▶ **WHAT IS REQUIRED**
Below is a block of records; please copy all of them exactly.

▶ **DATA FOR ANALYSIS**
◆ ◆ ◆
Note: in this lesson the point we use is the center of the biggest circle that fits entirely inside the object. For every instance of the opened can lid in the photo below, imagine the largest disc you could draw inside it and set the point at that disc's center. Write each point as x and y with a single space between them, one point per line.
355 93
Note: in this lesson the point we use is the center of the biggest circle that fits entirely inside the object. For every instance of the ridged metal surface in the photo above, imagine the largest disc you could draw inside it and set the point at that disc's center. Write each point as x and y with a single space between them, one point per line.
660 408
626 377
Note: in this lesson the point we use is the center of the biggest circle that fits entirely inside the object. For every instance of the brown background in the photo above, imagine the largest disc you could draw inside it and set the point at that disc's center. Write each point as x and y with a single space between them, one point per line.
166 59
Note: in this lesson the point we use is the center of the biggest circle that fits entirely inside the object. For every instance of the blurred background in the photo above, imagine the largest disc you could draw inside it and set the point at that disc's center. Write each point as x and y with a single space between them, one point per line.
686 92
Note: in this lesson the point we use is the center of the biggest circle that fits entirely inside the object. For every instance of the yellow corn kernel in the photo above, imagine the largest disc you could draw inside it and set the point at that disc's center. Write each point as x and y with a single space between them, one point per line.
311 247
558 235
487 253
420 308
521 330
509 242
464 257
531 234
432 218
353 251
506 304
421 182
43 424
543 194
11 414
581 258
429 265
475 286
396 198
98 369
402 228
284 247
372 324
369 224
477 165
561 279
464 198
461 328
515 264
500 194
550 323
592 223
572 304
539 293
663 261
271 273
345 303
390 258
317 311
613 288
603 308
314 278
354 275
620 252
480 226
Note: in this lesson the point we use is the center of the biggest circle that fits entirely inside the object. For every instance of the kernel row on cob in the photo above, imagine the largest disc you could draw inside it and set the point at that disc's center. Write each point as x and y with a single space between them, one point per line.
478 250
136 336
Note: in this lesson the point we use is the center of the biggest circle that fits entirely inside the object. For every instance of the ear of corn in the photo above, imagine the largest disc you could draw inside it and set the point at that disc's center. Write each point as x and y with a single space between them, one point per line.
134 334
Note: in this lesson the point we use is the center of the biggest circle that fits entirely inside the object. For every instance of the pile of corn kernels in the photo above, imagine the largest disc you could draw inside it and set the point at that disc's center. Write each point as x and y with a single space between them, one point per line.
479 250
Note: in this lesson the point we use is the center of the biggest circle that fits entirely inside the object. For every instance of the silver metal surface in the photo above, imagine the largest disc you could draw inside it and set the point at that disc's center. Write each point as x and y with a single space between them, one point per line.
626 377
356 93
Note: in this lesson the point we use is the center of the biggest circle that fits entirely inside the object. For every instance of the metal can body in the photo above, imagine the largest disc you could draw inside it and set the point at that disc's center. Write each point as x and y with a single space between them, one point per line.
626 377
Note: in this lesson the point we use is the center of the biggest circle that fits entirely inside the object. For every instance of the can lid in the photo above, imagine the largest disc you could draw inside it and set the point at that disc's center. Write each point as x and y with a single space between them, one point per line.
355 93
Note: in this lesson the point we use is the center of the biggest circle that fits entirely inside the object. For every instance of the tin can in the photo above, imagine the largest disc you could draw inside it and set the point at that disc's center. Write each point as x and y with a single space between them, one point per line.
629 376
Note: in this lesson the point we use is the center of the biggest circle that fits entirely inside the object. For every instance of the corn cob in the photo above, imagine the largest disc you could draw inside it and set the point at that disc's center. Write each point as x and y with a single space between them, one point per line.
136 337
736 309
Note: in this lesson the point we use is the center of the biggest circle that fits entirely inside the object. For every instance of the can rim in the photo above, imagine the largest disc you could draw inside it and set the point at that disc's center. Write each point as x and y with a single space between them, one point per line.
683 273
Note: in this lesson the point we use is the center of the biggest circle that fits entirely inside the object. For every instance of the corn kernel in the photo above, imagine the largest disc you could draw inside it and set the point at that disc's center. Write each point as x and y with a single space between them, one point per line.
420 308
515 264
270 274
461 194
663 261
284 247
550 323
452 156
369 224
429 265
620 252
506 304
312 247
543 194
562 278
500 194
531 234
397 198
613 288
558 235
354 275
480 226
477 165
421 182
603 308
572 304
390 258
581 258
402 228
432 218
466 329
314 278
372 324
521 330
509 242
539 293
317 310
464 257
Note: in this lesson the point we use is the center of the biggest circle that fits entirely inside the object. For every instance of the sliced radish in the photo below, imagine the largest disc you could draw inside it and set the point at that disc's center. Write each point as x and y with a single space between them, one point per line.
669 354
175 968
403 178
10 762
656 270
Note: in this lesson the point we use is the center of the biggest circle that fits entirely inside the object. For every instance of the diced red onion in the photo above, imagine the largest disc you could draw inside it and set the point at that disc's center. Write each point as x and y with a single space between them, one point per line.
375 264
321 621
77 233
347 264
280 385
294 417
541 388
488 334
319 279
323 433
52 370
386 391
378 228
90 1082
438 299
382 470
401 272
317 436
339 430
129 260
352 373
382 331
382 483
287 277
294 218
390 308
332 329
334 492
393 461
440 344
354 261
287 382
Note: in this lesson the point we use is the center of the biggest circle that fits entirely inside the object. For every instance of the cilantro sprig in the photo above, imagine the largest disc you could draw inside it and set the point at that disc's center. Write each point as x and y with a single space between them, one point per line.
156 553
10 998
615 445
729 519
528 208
◆ ◆ ◆
▶ **SOLUTION FOR THIS TASK**
Note: in this lesson the point we use is the center of the biggest circle that fits entirely inside the object. For every instance of the opened can lid in the photo below, imagine the largest disc you could draw inside it and set the point at that disc's center. Write each point as x and y with a single space between them, one point per line.
355 93
Note: in this lesson the point we use is the center of the biggest circle that fits entirely inside the object. For every instance of the ridged metal surface in the photo above, imagine the largest disc you could draw inside it and set the point at that disc's center. Write each point as x and y with a single space between them, one point per line.
660 408
626 377
Note: in this lesson the point we use is the center of the biggest circle that fits entirely inside the object. For every instance of the brown background in the photo above, imagine the largest disc you could draw inside it and set the point at that disc's center. Write each point as x and y with a single space between them, one point per line.
166 59
Note: in this lesson the point we use is the center of the biggest circle that fits entirely inside the object. For every instance of the blurred background in the photo above, imagine the largest disc you could draw inside it and set the point at that disc's center. Write each point as x and y with a single space between them, one point per line.
686 92
Note: in this lesson the point we use is the center of the biggest circle that fits entirely inside the object. For every instance of the yellow corn kernel in the photo above, imagine the largest disc you could draw inside it and set the point at that disc's center. Write each point as x and y with a single space between them, one point per line.
311 247
558 235
487 253
420 308
521 330
509 242
464 257
531 234
432 218
353 251
506 304
421 182
43 424
543 194
11 414
581 258
429 265
475 286
396 198
98 369
402 228
284 247
372 324
369 224
477 165
561 279
464 198
461 328
515 264
500 194
550 323
592 223
572 304
539 293
663 261
271 273
345 303
390 258
317 311
613 288
603 308
314 278
354 275
620 252
480 226
Note: in this lesson the point we use is the center of the biggest circle that fits entirely inside the object. For every instance of the kernel row on cob in the photo above, imagine the largest disc you could draw inside it and set the point at that disc's center. Write each point as x and y with a single space between them, one point per line.
478 250
136 336
Note: in this lesson the point we use is the center of the biggest circle that fits entirely inside the object. For every instance of the ear of corn in the photo above, imagine the largest disc you could draw inside it and set the point at that disc's center. Write each point as x and y with a single space between them, one point per line.
134 334
Note: in this lesson the point we use is the center of the biggest circle that fits entirely inside the object. For every instance of the pile of corn kernels in the photo above, imagine the largest disc you could draw inside it and set the point at that disc's center. Write each point as x and y with a single space between them, one point per line.
479 250
Note: in this lesson the point we use is the center of the biggest circle that fits entirely inside the object. For every instance of the silver metal surface in the photo above, imagine the largest disc you could draw inside it and set the point at that disc's center. Write each point as x and y with a single space between them, one point per line.
626 377
356 93
Note: in this lesson the point we use is the center of the biggest circle that fits entirely inside the object. For every instance of the metal can body in the photo above, imagine the largest disc you could draw inside it and set the point at that disc's center. Write each point as x and y with a single space between them, one point per line.
626 377
Note: in this lesson the point we use is the center of the biggest circle that fits entirely inside the object. For every instance of the can lid in the photo above, imagine the largest disc you could draw inside it and set the point at that disc's center. Write each point as x and y with a single space between them, one point per line.
355 93
Note: in this lesson the point we use is the center of the biggest circle that fits entirely inside the object. For every instance of the tin can in the photo above, imagine the largest disc you could draw inside it and set the point at that disc's center. Write each point as x and y with a single space between them, one point per line.
629 376
Note: in this lesson the point we use is the center of the biggest circle that fits entirely inside the object. For every instance of the corn cob in the photo above, imagine the largest disc you could draw inside it and set the point at that disc's center. Write each point as x and y with a single space between them, one point per line.
136 337
736 309
Note: in this lesson the point we use is the center of the biggest circle that fits entirely inside the object. For every instance of the can rim in the photo above, imagine the largest disc you could draw inside it and set the point at that disc's center. Write each point as x and y with a single space between them, one point per line.
683 273
Note: in this lesson the point we use is the center of the biggest circle that fits entirely inside the object. For every instance of the corn kernel in the photo above, imagine the largest disc you could draw inside it and set the point at that disc's center. Write each point as x and y with a single space between them, one point per line.
420 308
515 264
270 274
461 194
663 261
284 247
550 323
452 156
369 224
429 265
620 252
506 304
312 247
543 194
562 278
500 194
531 234
397 198
613 288
558 235
354 275
480 226
477 165
421 182
603 308
572 304
390 258
581 258
402 228
432 218
466 329
314 278
372 324
521 330
509 242
539 293
317 310
464 257
Note: in this lesson the point we use is the center of the biggest circle that fits entirely inside the object. For every instance of the sliced radish in the photo below, imagine the largest disc you could draw inside it and set the point at that disc's center. Write each point as x and y with a single space between them, one point per line.
669 354
175 968
403 178
10 762
656 270
Note: in this lesson the point we use is the center of the biggest circle that fits entirely inside the object. For every instance of the diced red onion in the photo above, imagine the largest disc you could draw inside it and set the point at that disc's center. Write each point as x and y with a single space between them, one point per line.
375 264
321 621
77 233
347 264
280 385
294 417
541 388
488 334
319 279
323 433
52 370
386 391
378 228
90 1082
438 299
382 470
401 272
317 436
339 430
129 260
352 373
382 331
382 483
287 277
294 218
390 308
332 329
334 492
393 461
440 344
354 261
287 382
Note: in this lesson the point we use is the center of the biggest circle that fits entirely inside the object. For every instance of the cilantro sprig in the photo above, imagine the largest disc you could draw inside it and set the point at that disc's center. Write each point as x and y with a single space between them, one point per line.
156 553
10 998
615 445
729 519
528 208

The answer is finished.